Material provided »
##############################

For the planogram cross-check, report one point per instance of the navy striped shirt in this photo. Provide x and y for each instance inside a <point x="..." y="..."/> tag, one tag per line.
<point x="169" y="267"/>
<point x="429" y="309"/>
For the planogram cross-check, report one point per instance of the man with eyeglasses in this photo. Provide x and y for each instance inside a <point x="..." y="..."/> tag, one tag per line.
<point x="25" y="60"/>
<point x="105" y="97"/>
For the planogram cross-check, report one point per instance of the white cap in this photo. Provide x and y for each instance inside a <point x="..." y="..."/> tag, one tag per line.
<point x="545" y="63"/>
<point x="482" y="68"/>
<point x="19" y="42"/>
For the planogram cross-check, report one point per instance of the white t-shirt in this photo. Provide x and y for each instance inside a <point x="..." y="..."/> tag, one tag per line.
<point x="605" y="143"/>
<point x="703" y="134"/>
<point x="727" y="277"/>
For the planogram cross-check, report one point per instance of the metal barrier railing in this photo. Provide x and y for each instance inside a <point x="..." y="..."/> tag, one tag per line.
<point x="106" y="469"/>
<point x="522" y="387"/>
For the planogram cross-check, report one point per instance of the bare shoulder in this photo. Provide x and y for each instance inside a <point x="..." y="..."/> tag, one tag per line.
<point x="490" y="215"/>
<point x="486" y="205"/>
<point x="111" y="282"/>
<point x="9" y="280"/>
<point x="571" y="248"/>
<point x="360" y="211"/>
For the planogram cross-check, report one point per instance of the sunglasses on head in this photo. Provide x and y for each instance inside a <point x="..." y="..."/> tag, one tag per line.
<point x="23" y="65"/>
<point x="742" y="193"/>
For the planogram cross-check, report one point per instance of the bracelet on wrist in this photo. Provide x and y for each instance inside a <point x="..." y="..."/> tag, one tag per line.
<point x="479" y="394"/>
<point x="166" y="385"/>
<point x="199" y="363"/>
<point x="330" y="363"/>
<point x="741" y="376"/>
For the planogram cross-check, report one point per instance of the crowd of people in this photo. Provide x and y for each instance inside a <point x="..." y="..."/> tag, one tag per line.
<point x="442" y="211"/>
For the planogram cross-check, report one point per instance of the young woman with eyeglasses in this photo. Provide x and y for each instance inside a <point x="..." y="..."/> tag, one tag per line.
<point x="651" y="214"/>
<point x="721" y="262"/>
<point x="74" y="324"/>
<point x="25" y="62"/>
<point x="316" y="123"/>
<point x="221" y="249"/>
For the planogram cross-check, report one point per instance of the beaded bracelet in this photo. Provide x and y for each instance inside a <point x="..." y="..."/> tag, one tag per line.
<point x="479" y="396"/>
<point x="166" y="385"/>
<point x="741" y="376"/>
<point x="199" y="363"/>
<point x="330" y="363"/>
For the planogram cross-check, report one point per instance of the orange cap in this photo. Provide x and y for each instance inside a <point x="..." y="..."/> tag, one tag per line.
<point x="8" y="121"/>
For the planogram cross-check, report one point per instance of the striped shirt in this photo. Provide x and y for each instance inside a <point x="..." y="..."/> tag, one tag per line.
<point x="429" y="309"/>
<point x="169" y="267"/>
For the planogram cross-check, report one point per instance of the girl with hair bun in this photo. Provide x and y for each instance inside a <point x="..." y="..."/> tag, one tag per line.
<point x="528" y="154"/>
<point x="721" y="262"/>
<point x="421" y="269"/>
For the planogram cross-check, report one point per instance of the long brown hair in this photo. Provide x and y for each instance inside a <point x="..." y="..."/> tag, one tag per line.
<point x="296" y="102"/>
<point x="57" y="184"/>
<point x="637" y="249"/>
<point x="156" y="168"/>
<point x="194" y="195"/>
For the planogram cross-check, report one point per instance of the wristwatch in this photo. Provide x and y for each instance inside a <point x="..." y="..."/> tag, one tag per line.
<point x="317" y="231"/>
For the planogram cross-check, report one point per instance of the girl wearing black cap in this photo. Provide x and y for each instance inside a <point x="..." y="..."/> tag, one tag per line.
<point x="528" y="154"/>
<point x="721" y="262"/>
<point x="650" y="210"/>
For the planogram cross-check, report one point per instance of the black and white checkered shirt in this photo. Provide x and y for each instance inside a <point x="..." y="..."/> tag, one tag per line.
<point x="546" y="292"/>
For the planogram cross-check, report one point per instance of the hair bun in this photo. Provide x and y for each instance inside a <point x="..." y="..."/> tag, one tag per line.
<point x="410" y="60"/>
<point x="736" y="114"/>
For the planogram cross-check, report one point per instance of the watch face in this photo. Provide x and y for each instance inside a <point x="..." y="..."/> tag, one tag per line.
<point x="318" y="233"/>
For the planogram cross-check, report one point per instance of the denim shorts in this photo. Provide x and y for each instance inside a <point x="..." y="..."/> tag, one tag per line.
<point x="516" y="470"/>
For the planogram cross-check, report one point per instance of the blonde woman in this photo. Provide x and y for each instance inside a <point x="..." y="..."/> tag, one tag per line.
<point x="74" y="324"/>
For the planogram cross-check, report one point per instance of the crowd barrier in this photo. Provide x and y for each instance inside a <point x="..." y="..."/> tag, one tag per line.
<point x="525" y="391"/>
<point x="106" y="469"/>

##############################

What to do »
Each record should be given again exactly as it reads.

Output of the exercise »
For the planogram cross-check, report one point per instance of the navy striped shirt in this photo. Provide x and y for each instance inside a <point x="..." y="..."/> tag, one tag per line.
<point x="169" y="267"/>
<point x="429" y="309"/>
For the planogram cross-check, report one point per instance of the man with eyeglasses in this photo. Provide x and y for each instance inside a <point x="..." y="..."/> tag, one tag per line.
<point x="25" y="60"/>
<point x="105" y="97"/>
For the planogram cross-check, report one point per instance of the white cap in this photo. Provide x and y for each instance inside a <point x="..." y="..."/> tag, one tag per line.
<point x="545" y="63"/>
<point x="482" y="68"/>
<point x="19" y="42"/>
For the planogram cross-check, report one point per instance of the white t-shirt in this photo. Provide x and y for each instance inside a <point x="..." y="..."/> tag, one tag per line.
<point x="605" y="143"/>
<point x="703" y="134"/>
<point x="727" y="277"/>
For the planogram cross-check, report one point per instance of the metal barrier railing in this photo. Provide x and y for each instance inside a <point x="..." y="..."/> tag, one tag per line.
<point x="106" y="469"/>
<point x="522" y="387"/>
For the planogram cross-check, report one point per instance of the bare shoulder in this photo. Provide x and y for each instance inside a <point x="..." y="..."/> tag, one tag per line.
<point x="490" y="215"/>
<point x="486" y="205"/>
<point x="111" y="282"/>
<point x="9" y="280"/>
<point x="571" y="248"/>
<point x="360" y="211"/>
For the planogram cross-check, report one point per instance of the sunglasses on head in this photo. Provide x and y for each instance inside a <point x="..." y="..."/> tag, one tag per line.
<point x="23" y="65"/>
<point x="742" y="193"/>
For the planogram cross-check, report one point per instance of the bracelet on wrist in this photo. Provide x and y for each instance inside a <point x="..." y="..."/> tag, one tag per line.
<point x="479" y="394"/>
<point x="166" y="385"/>
<point x="199" y="363"/>
<point x="330" y="363"/>
<point x="741" y="376"/>
For the planogram cross-check, report one point per instance of the crowd of people in this photo. Provide x and y for each instance inside a <point x="..." y="..."/> tag, one tag per line.
<point x="442" y="211"/>
For the planogram cross-check, report one point per instance of the young woman with eyeglasses in this photo. Provide x and y for each instance inside a <point x="..." y="..."/> tag, one tag per line.
<point x="651" y="214"/>
<point x="721" y="262"/>
<point x="74" y="324"/>
<point x="25" y="62"/>
<point x="316" y="123"/>
<point x="221" y="249"/>
For the planogram cross-check, report one point per instance of the beaded bracelet in this photo. Provide x and y for each instance inside a <point x="..." y="..."/> tag, one tag per line.
<point x="479" y="396"/>
<point x="166" y="385"/>
<point x="741" y="376"/>
<point x="199" y="363"/>
<point x="330" y="363"/>
For the planogram cross-check, report one point per instance of the orange cap in this photo. Provide x and y for each instance inside a <point x="..." y="..."/> tag, one tag per line.
<point x="8" y="121"/>
For the planogram cross-check, report one point per instance of the striped shirt in this photo. Provide x and y for each instance inside a <point x="..." y="..."/> tag, one tag per line.
<point x="429" y="309"/>
<point x="169" y="267"/>
For the planogram cross-check, report one point per instance of the girl with hair bun in this photo. Provide x and y for each instance inside a <point x="..." y="..."/> tag, one tag per line.
<point x="528" y="154"/>
<point x="721" y="262"/>
<point x="421" y="269"/>
For the planogram cross-check, report one point per instance of the long brown hair in this photo. Provide x and y for each instance inside a <point x="..." y="..."/> tag, one tag per line.
<point x="296" y="102"/>
<point x="57" y="184"/>
<point x="637" y="249"/>
<point x="156" y="168"/>
<point x="194" y="195"/>
For the planogram cross-check, report one point per instance of the wristwatch in this photo. Provide x and y for each instance inside a <point x="..." y="..."/> tag, one tag per line.
<point x="317" y="231"/>
For the planogram cross-check, report one point per instance of the girl wearing black cap in this photo. Provide x and y for each instance inside a <point x="..." y="..."/> tag, one tag per line.
<point x="528" y="154"/>
<point x="721" y="262"/>
<point x="650" y="210"/>
For the planogram cross-check, report one point per instance of the black and white checkered shirt in this photo. Provide x and y for each instance inside a <point x="..." y="..."/> tag, one tag per line.
<point x="546" y="292"/>
For the planogram cross-check, report one point per instance of the hair bun in this photo. Provide x and y for each instance inside a <point x="..." y="..."/> tag, one tag per line.
<point x="410" y="60"/>
<point x="736" y="114"/>
For the planogram cross-check, report one point per instance of the watch face in this photo. Provide x and y for each instance inside a <point x="..." y="..."/> tag, one tag per line.
<point x="318" y="233"/>
For the planogram cross-check, report one point per instance of the denim shorts in this photo. Provide x and y for each instance inside a <point x="..." y="..."/> tag, one tag per line.
<point x="516" y="470"/>
For the planogram cross-check, report one point per instance of the blonde woman in this photo. Provide x and y for each instance inside a <point x="..." y="..."/> tag, one tag per line.
<point x="74" y="324"/>
For the planogram cross-check, report one point per instance of the crowd barrier in this photo. Provide x and y for each instance inside a <point x="..." y="..."/> tag, one tag per line.
<point x="525" y="391"/>
<point x="106" y="469"/>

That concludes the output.